## Provided passage
Mainstreams: Rogers woman will hike Appalachian Trail

by Aaron Brom
Sun Press Newspapers

Trisha Sisto, of Rogers, tests her hiking gear at Henry Woods Park in Rogers. She began the 2,190-mile Appalachian Trail April 8 in honor of her mother-in-law who died from domestic violence.
Trisha Sisto, of Rogers, tests her hiking gear at Henry Woods Park in Rogers. She began the 2,190-mile Appalachian Trail April 8 in honor of her mother-in-law who died from domestic violence.

Trisha Sisto, of Rogers, has embarked on a 2,190-mile journey – all on foot.
Sisto started her adventure April 8 at Amicalola Falls, Georgia, and for the next six months will walk the entire Appalachian Trail, ending in Maine near the Canadian border. The six-month journey will amount to more than 12 miles hiked per day.

In Kay’s honor
Her sole purpose is to raise awareness about domestic violence and honor her mother-in-law Kay Sisto, who died due to domestic violence in 2010. Trisha Sisto started the nonprofit “Kay’s Kisses” to help children of domestic violence.

“Kay Sisto was well-known for her big heart and lipstick kisses,” Trisha Sisto said. “Kay’s Kisses was formed to honor Kay, her heart and her kisses and to help those recovering from violence. When women and children leave violent situations, they are often forced to leave all of their belongings behind.”

Trisha Sisto, of Rogers, is hiking the entire Appalachian Trail for six months in honor of her mother-in-law Kay Sisto, left, who died from domestic abuse in 2010. To the right is Trisha’s husband and Kay’s son Michael.

## Challenge A
Identify every line in the entries below that contains the word "cuff", and copy each of those lines.

[Stored items]
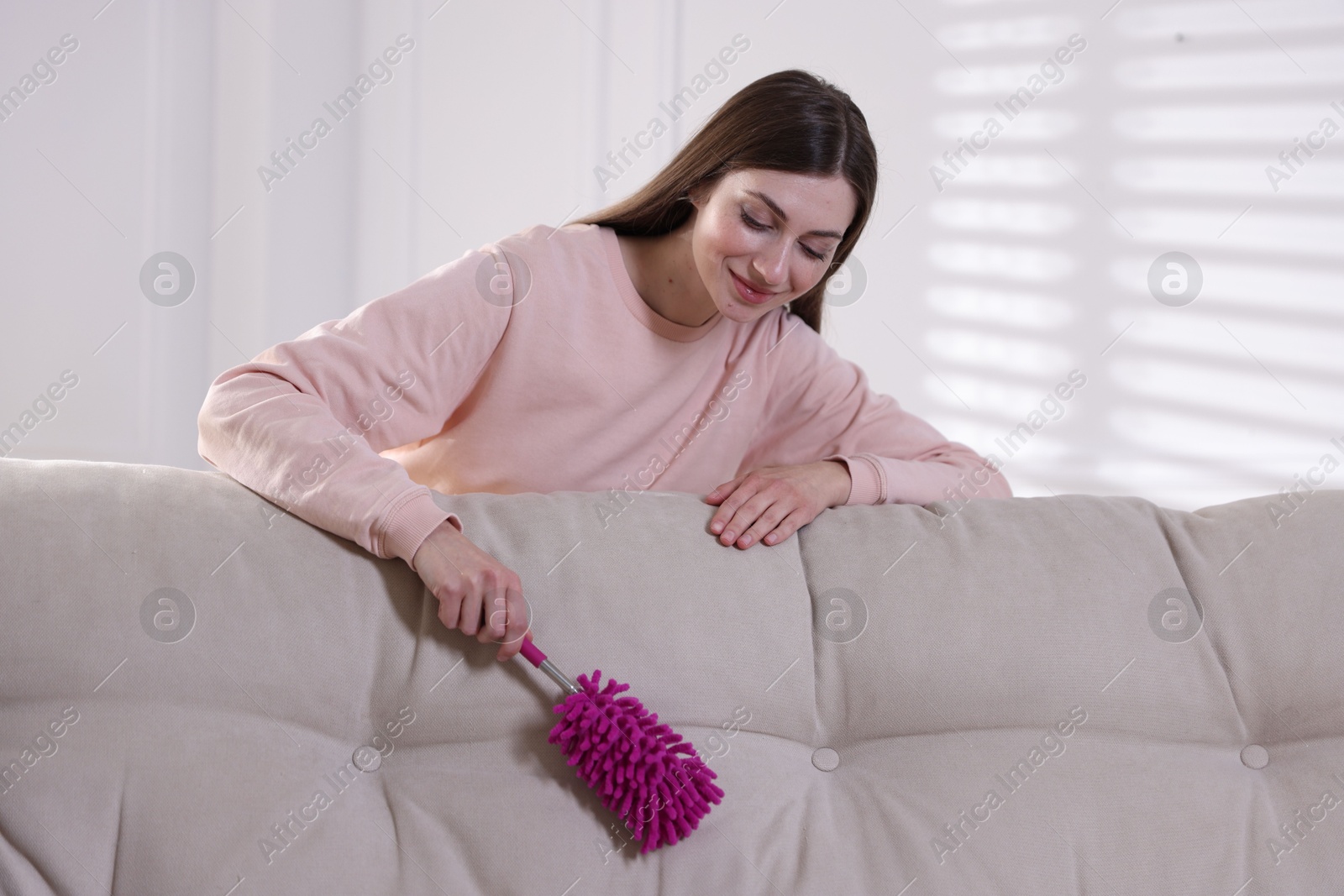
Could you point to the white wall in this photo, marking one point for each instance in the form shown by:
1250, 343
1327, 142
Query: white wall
980, 297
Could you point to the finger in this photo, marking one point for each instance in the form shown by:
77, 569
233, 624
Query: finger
785, 528
746, 515
496, 616
765, 523
723, 490
449, 609
470, 620
517, 625
743, 492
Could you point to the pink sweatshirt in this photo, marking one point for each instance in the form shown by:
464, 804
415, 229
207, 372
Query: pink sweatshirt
534, 365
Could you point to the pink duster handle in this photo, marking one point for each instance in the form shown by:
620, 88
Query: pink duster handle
534, 654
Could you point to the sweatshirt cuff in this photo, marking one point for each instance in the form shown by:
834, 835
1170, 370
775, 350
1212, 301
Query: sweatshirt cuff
864, 479
410, 524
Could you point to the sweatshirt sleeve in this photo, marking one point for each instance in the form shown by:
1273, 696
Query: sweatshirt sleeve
820, 407
302, 423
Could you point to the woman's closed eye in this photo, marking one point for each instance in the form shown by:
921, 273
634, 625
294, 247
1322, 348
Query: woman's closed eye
754, 224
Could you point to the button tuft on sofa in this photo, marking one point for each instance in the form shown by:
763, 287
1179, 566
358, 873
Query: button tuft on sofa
826, 759
1254, 757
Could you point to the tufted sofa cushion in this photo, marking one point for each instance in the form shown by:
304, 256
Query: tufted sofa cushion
1074, 694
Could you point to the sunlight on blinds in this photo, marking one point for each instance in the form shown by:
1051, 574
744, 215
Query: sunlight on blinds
1052, 226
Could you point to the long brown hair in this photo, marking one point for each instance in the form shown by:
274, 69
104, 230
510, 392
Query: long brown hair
790, 121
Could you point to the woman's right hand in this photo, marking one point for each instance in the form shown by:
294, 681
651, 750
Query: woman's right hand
476, 593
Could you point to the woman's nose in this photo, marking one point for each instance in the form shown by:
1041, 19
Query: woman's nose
772, 264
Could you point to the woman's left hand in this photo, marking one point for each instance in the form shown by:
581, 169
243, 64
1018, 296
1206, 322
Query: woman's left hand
772, 503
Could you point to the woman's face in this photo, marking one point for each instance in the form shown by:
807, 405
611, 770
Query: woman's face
763, 238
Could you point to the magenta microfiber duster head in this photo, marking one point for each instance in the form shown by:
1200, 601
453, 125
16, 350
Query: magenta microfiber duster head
640, 768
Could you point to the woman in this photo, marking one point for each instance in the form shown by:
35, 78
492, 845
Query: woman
671, 342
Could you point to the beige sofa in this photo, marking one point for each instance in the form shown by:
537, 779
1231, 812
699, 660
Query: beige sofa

## Challenge B
Using the Appalachian Trail article above, rewrite the part from "by Aaron Brom" to "all on foot.", changing "journey" to "trek".

## Problem solution A
Could you point to the sweatshirt cuff in this photo, marking one point for each instance in the form shown by:
Query: sweatshirt cuff

## Problem solution B
by Aaron Brom
Sun Press Newspapers

Trisha Sisto, of Rogers, tests her hiking gear at Henry Woods Park in Rogers. She began the 2,190-mile Appalachian Trail April 8 in honor of her mother-in-law who died from domestic violence.
Trisha Sisto, of Rogers, tests her hiking gear at Henry Woods Park in Rogers. She began the 2,190-mile Appalachian Trail April 8 in honor of her mother-in-law who died from domestic violence.

Trisha Sisto, of Rogers, has embarked on a 2,190-mile trek – all on foot.